I suppose it was not surprising when my peers and I rebelled following an act like that – working hard for an extra paycheck so they could hire housekeepers, placing pool tables in formal living rooms, yanking closets out of bedrooms to arrange home offices and rubberizing garage spaces to create home gyms. Kitchens became multi-station prep areas so that all members of the family could get in on the meal-making, realizing that if they didn’t learn how to throw a salad together once in a while they may starve if they had to wait for a working Mom to do it. Say all you want about bygone eras; I like today just fine.
A few domestic about-faces with which I have come to terms include the realization that decorative bathroom towel bars with frou-frou display rags are totally useless despite how model home decorators make them look. Towels are not art. Art is art. So I have been systematically taking them down and replacing them with wall art, display shelves or nothing at all. Now towels are where they belong — in cabinets or hanging on hooks. They’re frickin’ TOWELS.
When we remodeled our kitchen, we eliminated the casual kitchen table and chairs in favor of a huge kitchen island people can now sit around on bar stools. Since we routinely failed miserably at extricating guests or family members from the kitchen anyway, we just gave up on it. Now when guests arrive they drink and snack along with us as we approach that magical time when we usher them into a room we call lovingly call the “dining room” that gets used for even the least formal of occasions.
We have one soaking vessel in a hall bath and no, it’s not Cleopatra’s answer to a day on the Nile in a fancy barge, but why do we need more than one tub? Neither of us are bathers. So our plan is to replace the huge master bedroom “garden tub” (which I dust regularly) with a bigger walk-in rain shower where we can pretend we are in a rainforest standing naked before tropical birds. Those of you shaking your heads over how taking this step may de-value our home should think again. Opinions (and appraisals) have changed dramatically on this issue.
* * *
■ Brief:
Please set down, word for word, the part of the home remodeling essay from "We have one" to "on this issue.".
* * *
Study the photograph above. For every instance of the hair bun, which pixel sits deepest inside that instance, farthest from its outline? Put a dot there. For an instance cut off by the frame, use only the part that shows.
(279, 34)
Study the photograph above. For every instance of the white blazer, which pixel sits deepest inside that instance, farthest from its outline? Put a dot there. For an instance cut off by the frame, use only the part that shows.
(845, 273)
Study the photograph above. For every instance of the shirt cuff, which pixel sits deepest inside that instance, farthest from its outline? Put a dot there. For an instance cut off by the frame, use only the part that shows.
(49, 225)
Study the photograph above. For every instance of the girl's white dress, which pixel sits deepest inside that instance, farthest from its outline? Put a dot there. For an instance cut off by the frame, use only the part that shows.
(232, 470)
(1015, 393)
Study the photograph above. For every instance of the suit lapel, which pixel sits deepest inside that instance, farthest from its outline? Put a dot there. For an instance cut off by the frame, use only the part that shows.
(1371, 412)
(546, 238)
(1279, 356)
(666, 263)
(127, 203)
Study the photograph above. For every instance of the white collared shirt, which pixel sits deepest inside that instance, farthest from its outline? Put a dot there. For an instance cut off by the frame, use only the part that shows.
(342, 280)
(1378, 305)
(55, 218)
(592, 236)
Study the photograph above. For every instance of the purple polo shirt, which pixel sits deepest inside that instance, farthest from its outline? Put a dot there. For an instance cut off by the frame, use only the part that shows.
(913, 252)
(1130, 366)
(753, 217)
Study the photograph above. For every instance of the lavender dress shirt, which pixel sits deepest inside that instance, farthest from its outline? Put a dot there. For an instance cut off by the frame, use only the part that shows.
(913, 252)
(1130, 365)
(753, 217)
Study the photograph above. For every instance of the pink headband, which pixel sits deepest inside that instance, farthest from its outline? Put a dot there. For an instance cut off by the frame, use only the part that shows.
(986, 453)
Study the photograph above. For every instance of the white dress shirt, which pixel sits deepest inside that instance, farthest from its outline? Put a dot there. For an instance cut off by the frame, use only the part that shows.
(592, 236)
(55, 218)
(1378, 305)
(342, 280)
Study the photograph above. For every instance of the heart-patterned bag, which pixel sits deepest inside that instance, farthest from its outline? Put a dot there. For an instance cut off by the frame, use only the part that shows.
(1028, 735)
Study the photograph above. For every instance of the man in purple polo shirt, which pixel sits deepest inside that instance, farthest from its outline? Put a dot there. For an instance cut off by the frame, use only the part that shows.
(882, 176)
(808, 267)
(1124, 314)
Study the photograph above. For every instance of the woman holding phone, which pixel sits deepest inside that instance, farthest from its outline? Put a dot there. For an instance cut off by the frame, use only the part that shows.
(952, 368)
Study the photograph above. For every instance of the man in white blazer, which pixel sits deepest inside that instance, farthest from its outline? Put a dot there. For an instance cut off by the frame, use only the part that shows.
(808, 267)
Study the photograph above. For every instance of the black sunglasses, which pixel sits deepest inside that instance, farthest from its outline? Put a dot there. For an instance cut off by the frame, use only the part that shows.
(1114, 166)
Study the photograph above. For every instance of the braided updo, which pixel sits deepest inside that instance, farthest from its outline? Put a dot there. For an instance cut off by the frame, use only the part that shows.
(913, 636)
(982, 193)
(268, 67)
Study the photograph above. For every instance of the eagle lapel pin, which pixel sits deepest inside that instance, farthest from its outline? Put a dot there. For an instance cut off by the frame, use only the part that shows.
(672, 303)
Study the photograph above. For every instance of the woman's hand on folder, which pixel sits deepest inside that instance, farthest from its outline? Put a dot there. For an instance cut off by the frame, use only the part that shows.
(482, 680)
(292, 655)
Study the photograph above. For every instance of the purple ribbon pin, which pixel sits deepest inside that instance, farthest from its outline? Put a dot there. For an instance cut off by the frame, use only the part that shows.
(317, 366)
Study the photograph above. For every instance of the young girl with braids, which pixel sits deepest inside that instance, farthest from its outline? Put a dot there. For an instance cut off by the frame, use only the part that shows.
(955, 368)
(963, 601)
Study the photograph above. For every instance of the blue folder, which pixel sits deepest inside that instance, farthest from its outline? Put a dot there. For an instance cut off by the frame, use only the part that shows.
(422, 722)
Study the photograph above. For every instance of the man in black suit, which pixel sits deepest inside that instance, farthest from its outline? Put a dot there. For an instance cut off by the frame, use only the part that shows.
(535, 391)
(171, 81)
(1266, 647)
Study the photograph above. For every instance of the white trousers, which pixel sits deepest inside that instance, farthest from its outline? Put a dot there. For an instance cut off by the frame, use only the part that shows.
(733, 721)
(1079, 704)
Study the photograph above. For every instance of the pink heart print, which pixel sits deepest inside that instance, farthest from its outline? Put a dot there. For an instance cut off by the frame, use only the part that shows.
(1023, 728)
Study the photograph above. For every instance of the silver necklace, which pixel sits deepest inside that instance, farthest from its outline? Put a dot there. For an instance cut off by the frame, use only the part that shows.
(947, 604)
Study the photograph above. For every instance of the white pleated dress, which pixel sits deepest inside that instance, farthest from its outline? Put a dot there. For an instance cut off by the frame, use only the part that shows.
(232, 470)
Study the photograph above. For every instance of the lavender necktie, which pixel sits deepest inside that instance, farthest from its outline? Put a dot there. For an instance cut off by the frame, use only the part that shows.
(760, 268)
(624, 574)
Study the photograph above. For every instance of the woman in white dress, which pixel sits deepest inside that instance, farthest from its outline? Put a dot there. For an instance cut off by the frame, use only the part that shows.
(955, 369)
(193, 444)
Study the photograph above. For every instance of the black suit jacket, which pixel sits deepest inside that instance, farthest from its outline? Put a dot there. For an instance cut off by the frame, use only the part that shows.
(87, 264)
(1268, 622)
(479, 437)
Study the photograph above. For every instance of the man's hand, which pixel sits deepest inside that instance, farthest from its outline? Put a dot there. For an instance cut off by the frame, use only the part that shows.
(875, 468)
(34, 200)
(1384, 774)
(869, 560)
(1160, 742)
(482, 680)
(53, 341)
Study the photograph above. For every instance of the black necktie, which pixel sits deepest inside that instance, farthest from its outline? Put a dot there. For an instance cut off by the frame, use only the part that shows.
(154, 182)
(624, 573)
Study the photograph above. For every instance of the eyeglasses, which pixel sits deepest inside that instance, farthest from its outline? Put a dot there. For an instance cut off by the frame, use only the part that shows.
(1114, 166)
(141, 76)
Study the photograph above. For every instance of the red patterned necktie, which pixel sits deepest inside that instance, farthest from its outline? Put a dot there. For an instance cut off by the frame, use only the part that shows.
* * *
■ Exercise output:
We have one soaking vessel in a hall bath and no, it’s not Cleopatra’s answer to a day on the Nile in a fancy barge, but why do we need more than one tub? Neither of us are bathers. So our plan is to replace the huge master bedroom “garden tub” (which I dust regularly) with a bigger walk-in rain shower where we can pretend we are in a rainforest standing naked before tropical birds. Those of you shaking your heads over how taking this step may de-value our home should think again. Opinions (and appraisals) have changed dramatically on this issue.